*** Provided material ***

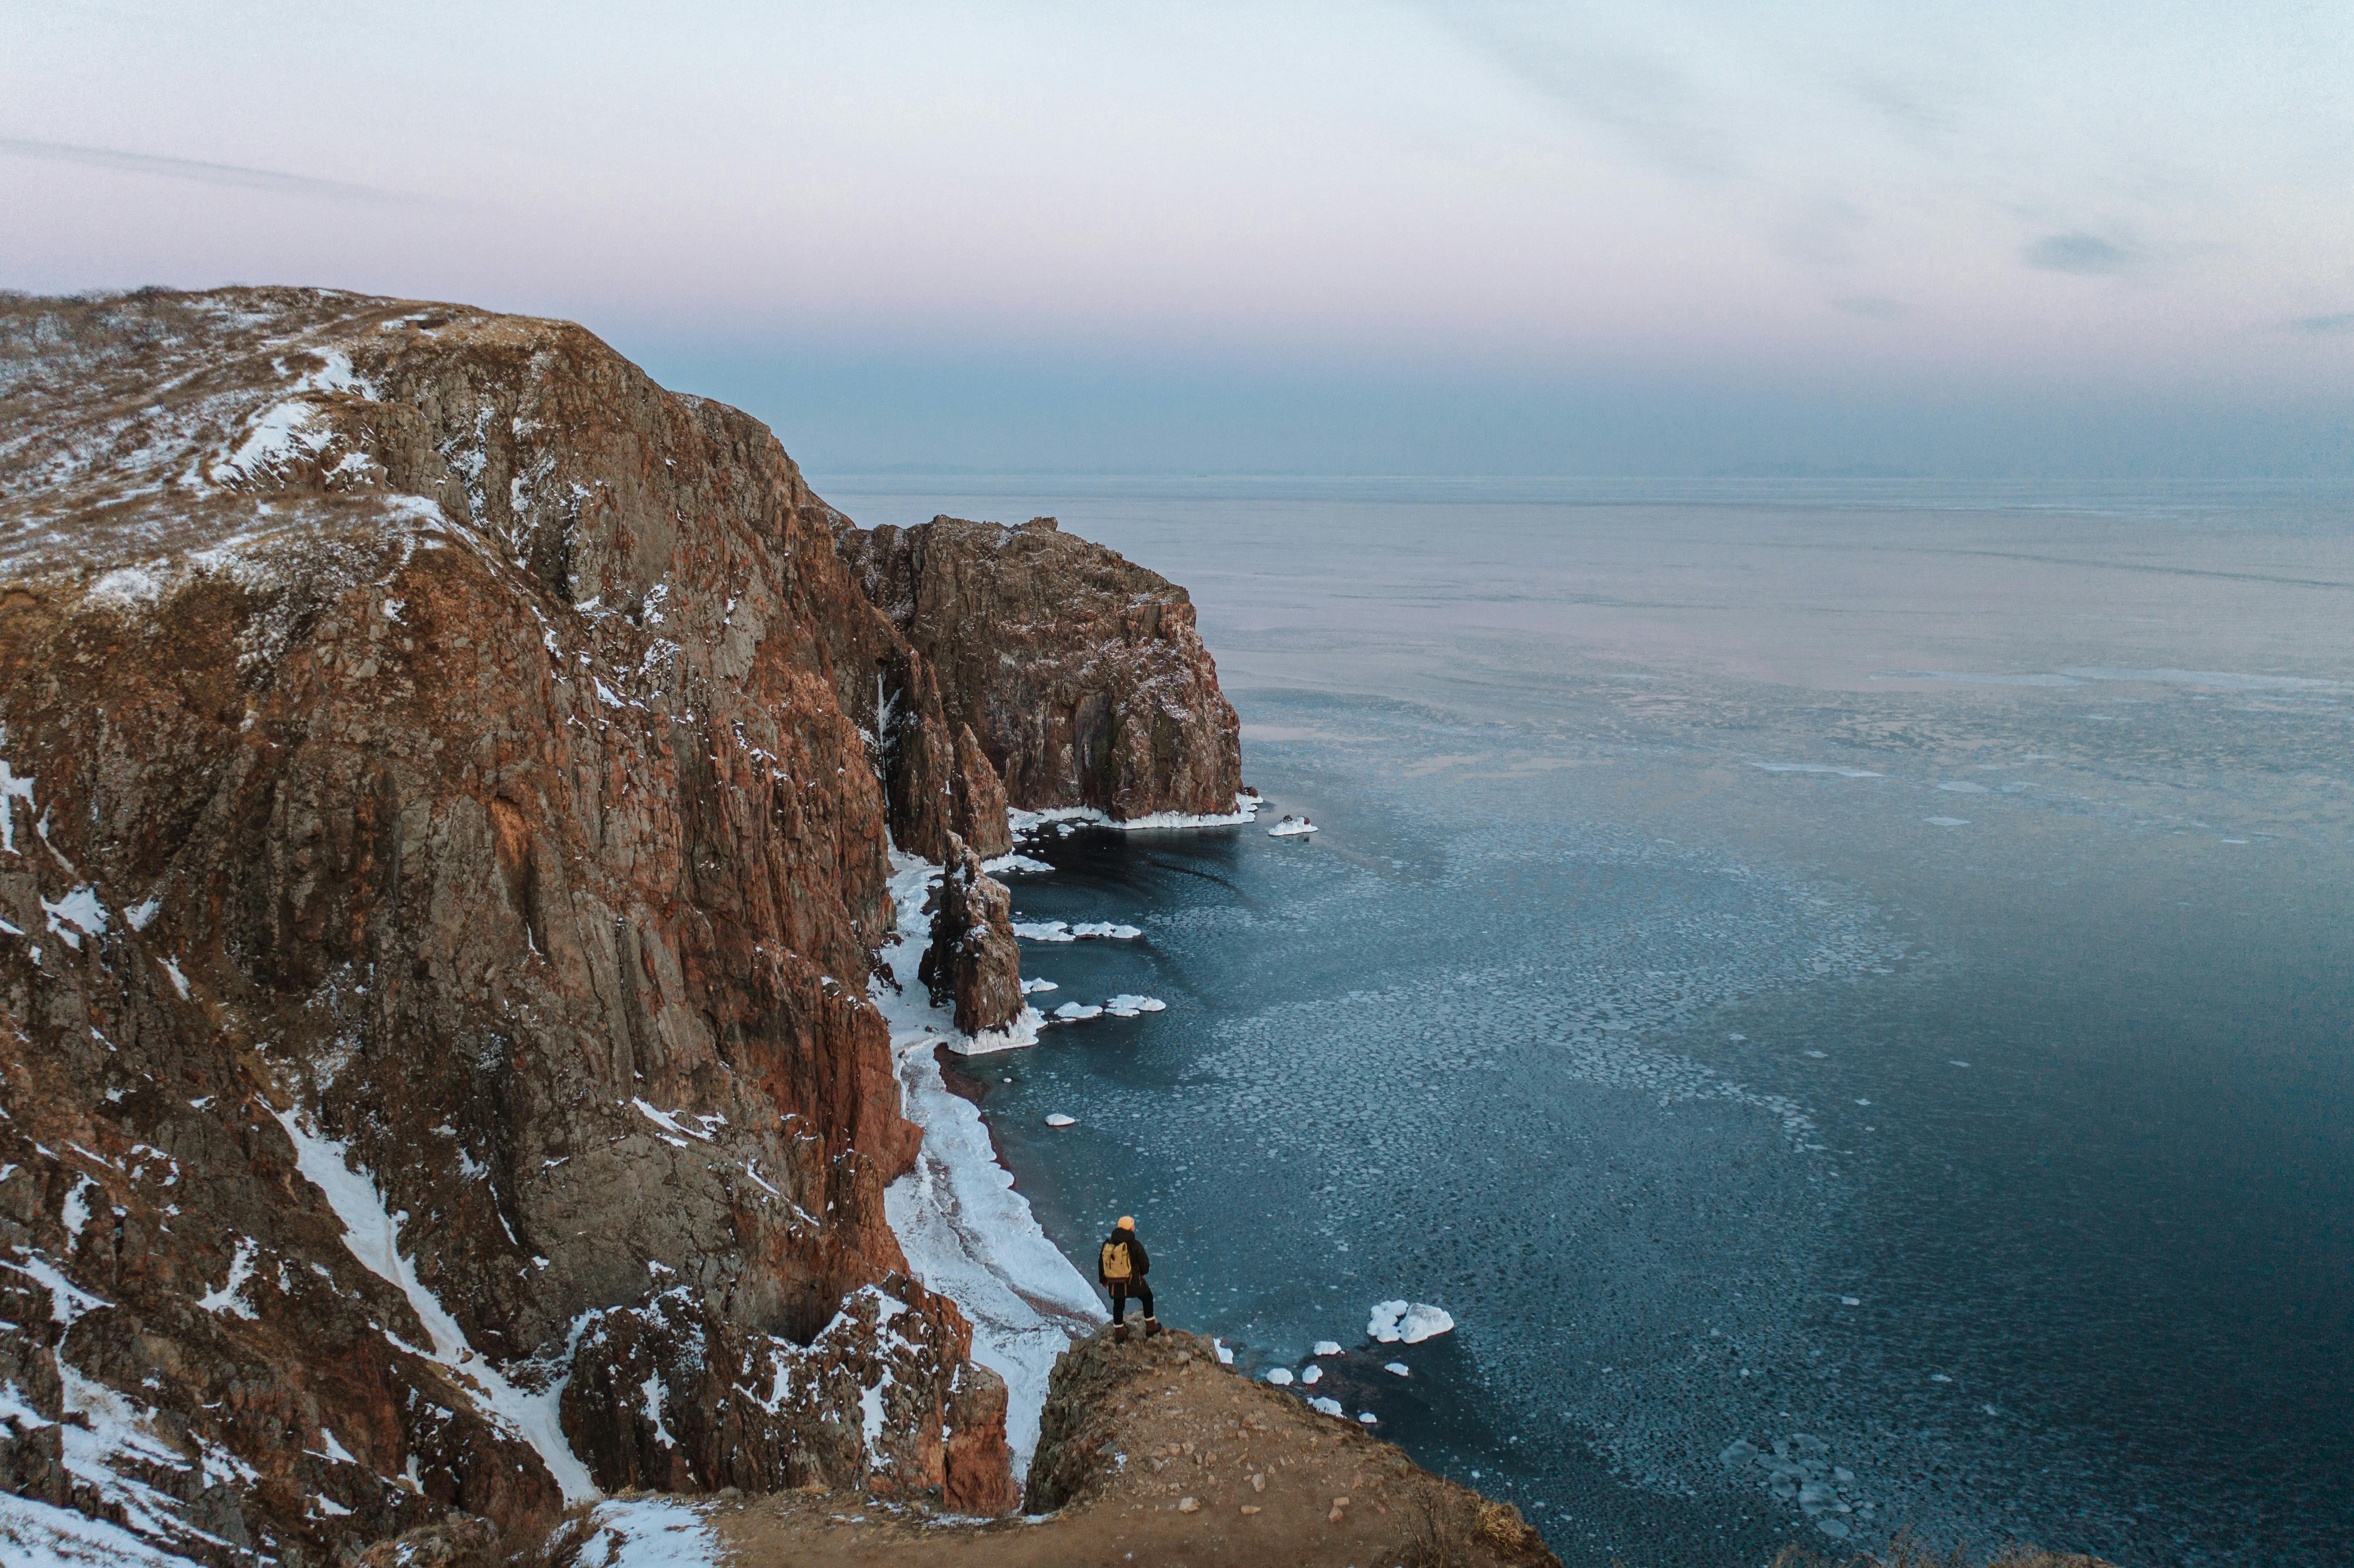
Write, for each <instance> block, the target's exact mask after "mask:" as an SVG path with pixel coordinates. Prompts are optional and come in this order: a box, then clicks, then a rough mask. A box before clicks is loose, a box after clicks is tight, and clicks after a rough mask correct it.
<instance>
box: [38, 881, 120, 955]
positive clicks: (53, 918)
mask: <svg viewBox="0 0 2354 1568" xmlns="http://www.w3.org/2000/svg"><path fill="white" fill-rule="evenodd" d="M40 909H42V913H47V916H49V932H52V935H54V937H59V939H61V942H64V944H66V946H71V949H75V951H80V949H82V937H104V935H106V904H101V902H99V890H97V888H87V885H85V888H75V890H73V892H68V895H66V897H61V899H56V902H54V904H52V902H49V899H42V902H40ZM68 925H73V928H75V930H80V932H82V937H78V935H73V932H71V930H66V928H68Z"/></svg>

***

Problem to solve
Can you write out every line of the entries above word for word, leaving out the pictures?

Task output
Write, for each <instance> block, the target's exact mask after "mask:" as an SVG path with pixel coordinates. Prompts are optional and come in this order: a box, then clicks, then a rough mask. A box before clicks is loose, a box after clicks is tight, and clicks after a rough mask correct it.
<instance>
box: [38, 881, 120, 955]
positive clicks: (53, 918)
mask: <svg viewBox="0 0 2354 1568" xmlns="http://www.w3.org/2000/svg"><path fill="white" fill-rule="evenodd" d="M40 909H42V913H47V916H49V932H52V935H54V937H59V939H61V942H64V944H66V946H71V949H75V951H80V949H82V937H104V935H106V904H101V902H99V890H97V888H87V885H85V888H75V890H73V892H68V895H66V897H61V899H56V902H54V904H52V902H49V899H42V902H40ZM68 925H73V928H75V930H80V932H82V937H78V935H73V932H71V930H66V928H68Z"/></svg>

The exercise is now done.